Dokument:
════

Der Grünen-Politiker Tom Koenigs über die Lage der Menschenrechte in Afghanistan, dem angestrebten Ausgleich mit den Taliban und die Politik der Bundesregierung.

Herr Koenigs, werden die Menschenrechte in Afghanistan unter dem angestrebten Ausgleich mit den Taliban leiden?

Afghanische Menschenrechtsgruppen befürchten, dass ihre Rechte in diesem Prozess unter die Räder kommen. Es kann für Afghanistan aber keine militärische, sondern nur eine politische Lösung geben. Präsident Hamid Karsai hat für die Verhandlungen zwei Ziele genannt: einen Ausgleich mit den Aufständischen und eine Bestätigung der afghanischen Verfassung. Die Regierungsvertreter müssen in den Verhandlungen durchsetzen, dass etwa das Recht auf Schule und Ausbildung für Frauen und Mädchen bestätigt wird. Das gilt auch für die in der afghanischen Verfassung verankerte Garantie universeller Menschenrechte. Ausgeschlossen ist das nicht. Den Taliban geht es vor allem um eine Machtteilung und um wirtschaftliche Interessen.

════

Zu erledigende Aufgaben:
1. Beantworten Sie zum Interview über die Menschenrechte in Afghanistan diese Fragen:
(a) Welcher Partei gehört Tom Koenigs laut Einleitung an?
(b) Welche zwei Ziele hat Präsident Hamid Karsai für die Verhandlungen genannt?
(c) Worum geht es den Taliban laut Koenigs vor allem?
2. Schreiben Sie aus dem Interview den Abschnitt von "Afghanische Menschenrechtsgruppen befürchten, dass" bis einschließlich "um wirtschaftliche Interessen." Wort für Wort ab.
3. Nennen Sie alle verschiedenen Wörter im Interview, die auf die Buchstaben „ung“ enden, jedes nur einmal.
Die anschließenden Zeilen stammen aus einer anderen Quelle.

════

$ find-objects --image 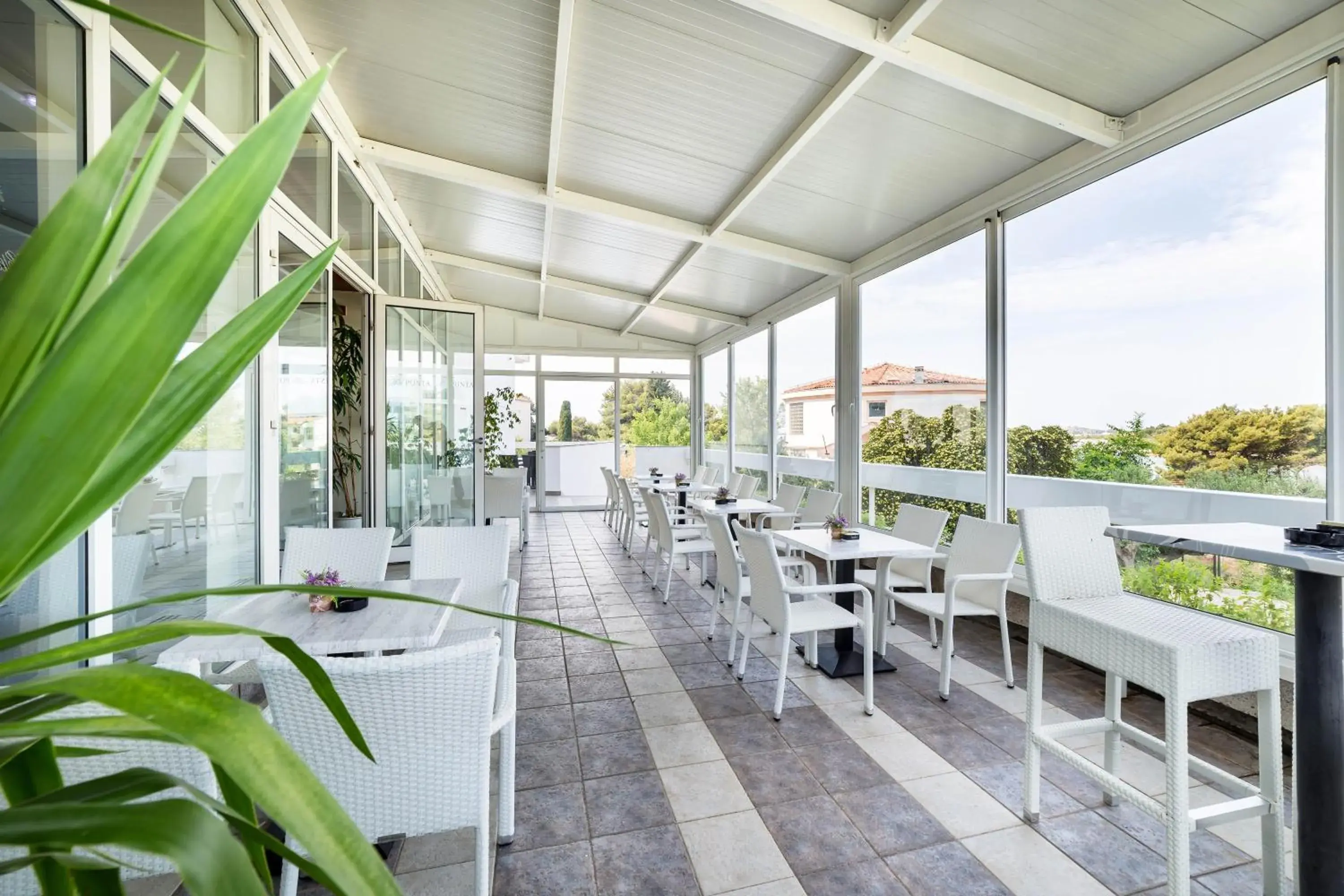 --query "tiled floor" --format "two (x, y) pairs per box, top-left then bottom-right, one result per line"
(484, 513), (1279, 896)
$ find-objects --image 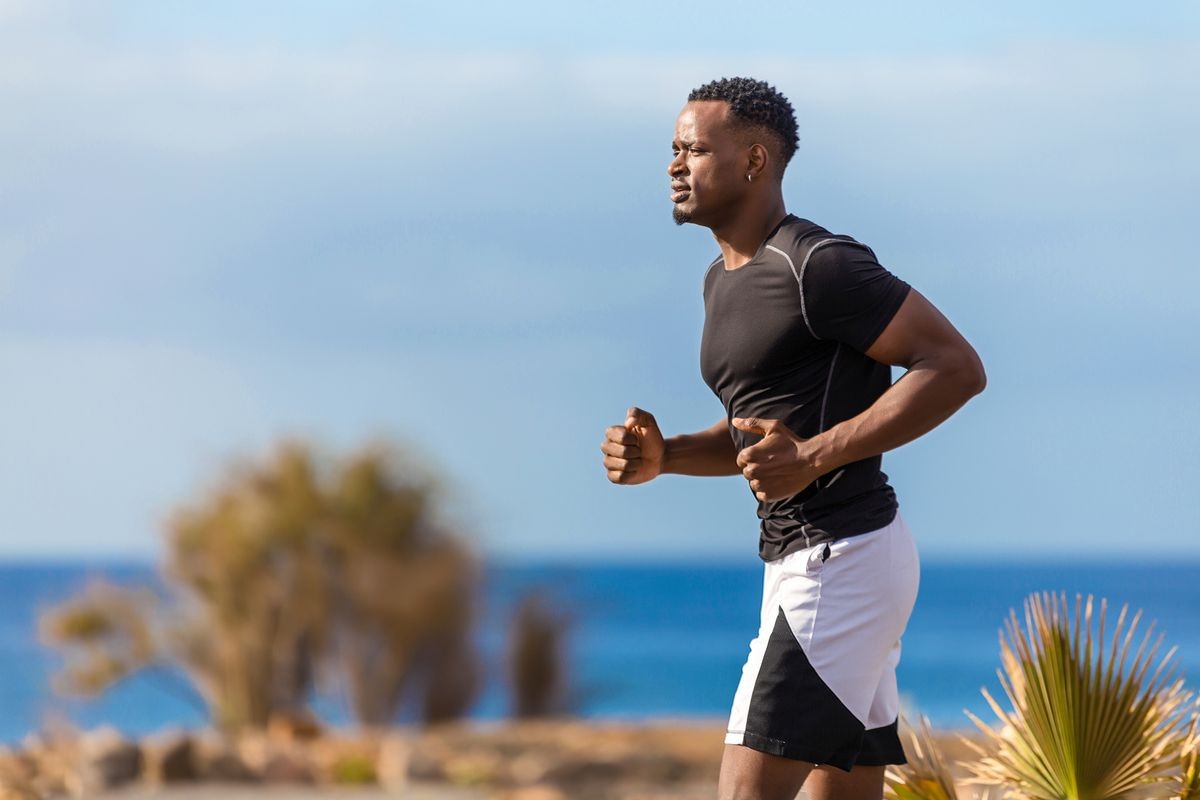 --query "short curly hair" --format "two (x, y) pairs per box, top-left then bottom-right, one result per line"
(688, 78), (800, 174)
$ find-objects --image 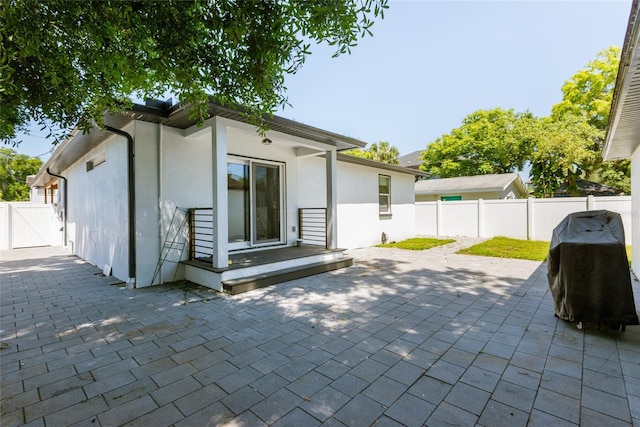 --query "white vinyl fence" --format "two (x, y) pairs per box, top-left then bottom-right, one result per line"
(416, 196), (631, 245)
(0, 202), (62, 249)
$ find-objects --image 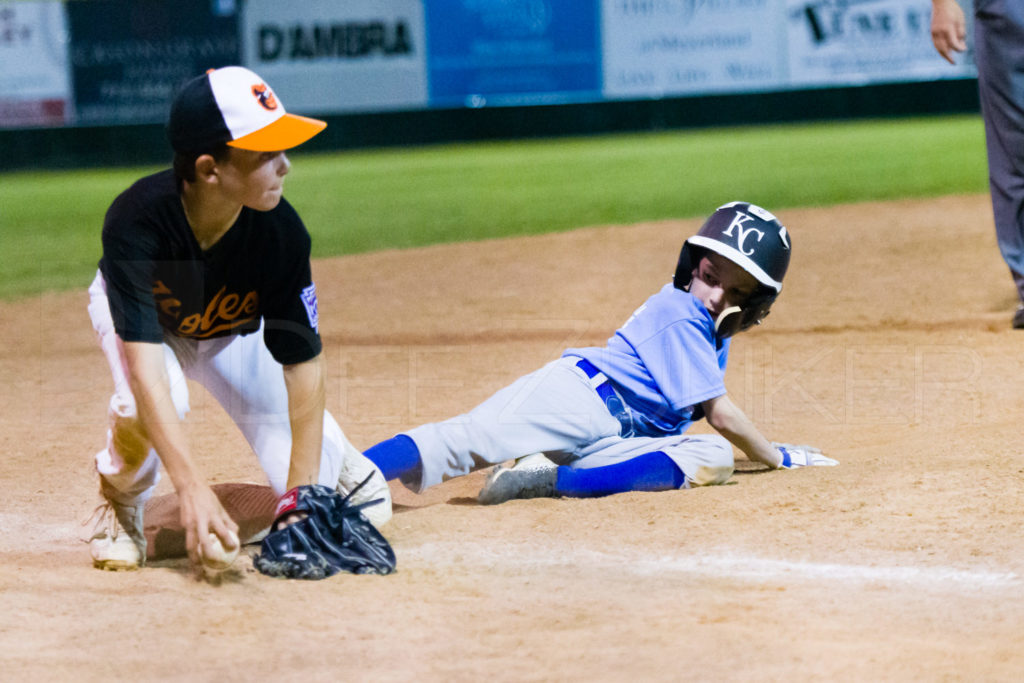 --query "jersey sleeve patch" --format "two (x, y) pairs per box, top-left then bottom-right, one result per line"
(300, 283), (319, 334)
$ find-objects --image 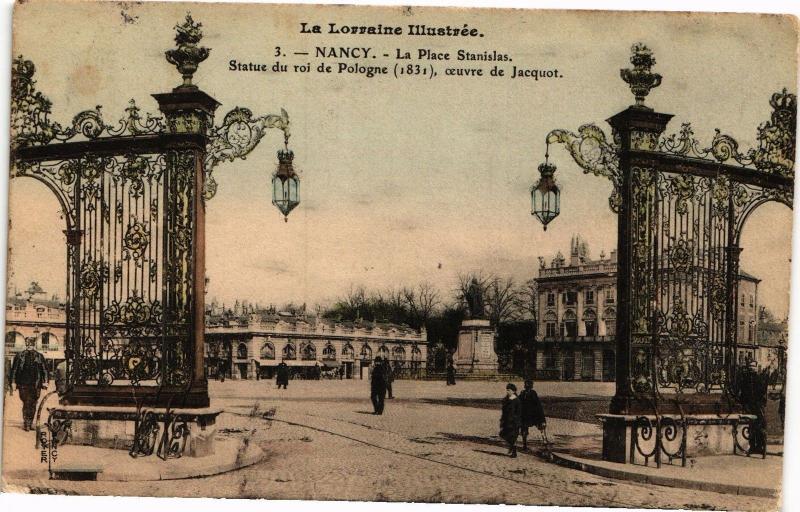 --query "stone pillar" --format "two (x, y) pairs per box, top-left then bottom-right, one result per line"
(593, 348), (603, 381)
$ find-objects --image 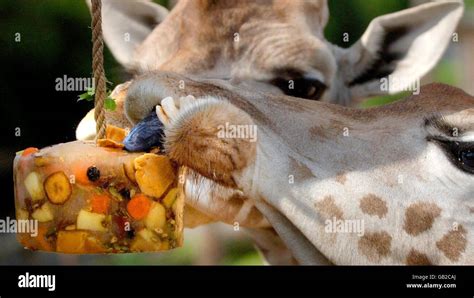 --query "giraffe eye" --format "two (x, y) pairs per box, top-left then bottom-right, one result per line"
(270, 77), (326, 100)
(433, 139), (474, 174)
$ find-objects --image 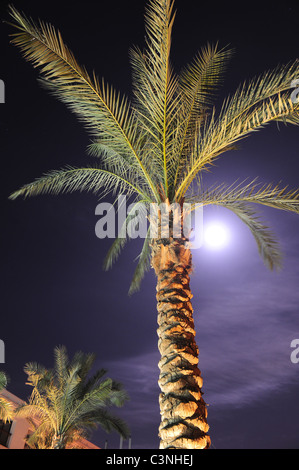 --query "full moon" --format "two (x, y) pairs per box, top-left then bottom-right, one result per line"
(204, 223), (229, 249)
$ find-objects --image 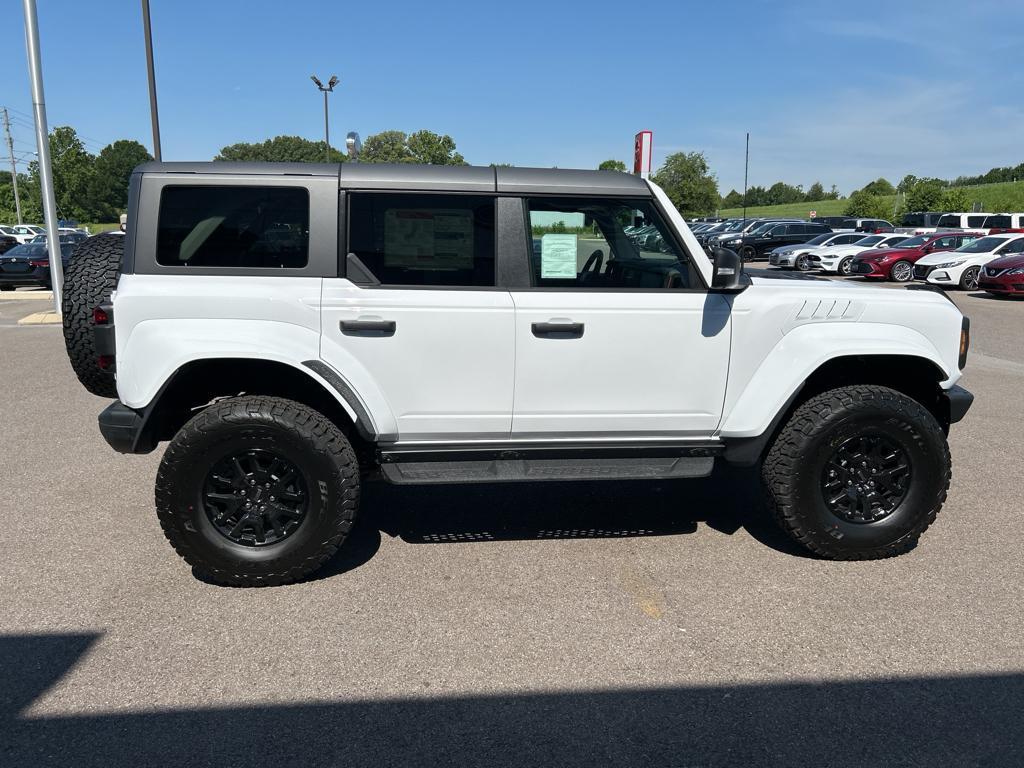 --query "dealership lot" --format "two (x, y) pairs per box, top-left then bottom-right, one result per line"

════

Lösungen:
1.
(a) Den Grünen.
(b) Einen Ausgleich mit den Aufständischen und eine Bestätigung der afghanischen Verfassung.
(c) Um eine Machtteilung und um wirtschaftliche Interessen.

2.
Afghanische Menschenrechtsgruppen befürchten, dass ihre Rechte in diesem Prozess unter die Räder kommen. Es kann für Afghanistan aber keine militärische, sondern nur eine politische Lösung geben. Präsident Hamid Karsai hat für die Verhandlungen zwei Ziele genannt: einen Ausgleich mit den Aufständischen und eine Bestätigung der afghanischen Verfassung. Die Regierungsvertreter müssen in den Verhandlungen durchsetzen, dass etwa das Recht auf Schule und Ausbildung für Frauen und Mädchen bestätigt wird. Das gilt auch für die in der afghanischen Verfassung verankerte Garantie universeller Menschenrechte. Ausgeschlossen ist das nicht. Den Taliban geht es vor allem um eine Machtteilung und um wirtschaftliche Interessen.

3. Bundesregierung, Lösung, Bestätigung, Verfassung, Ausbildung, Machtteilung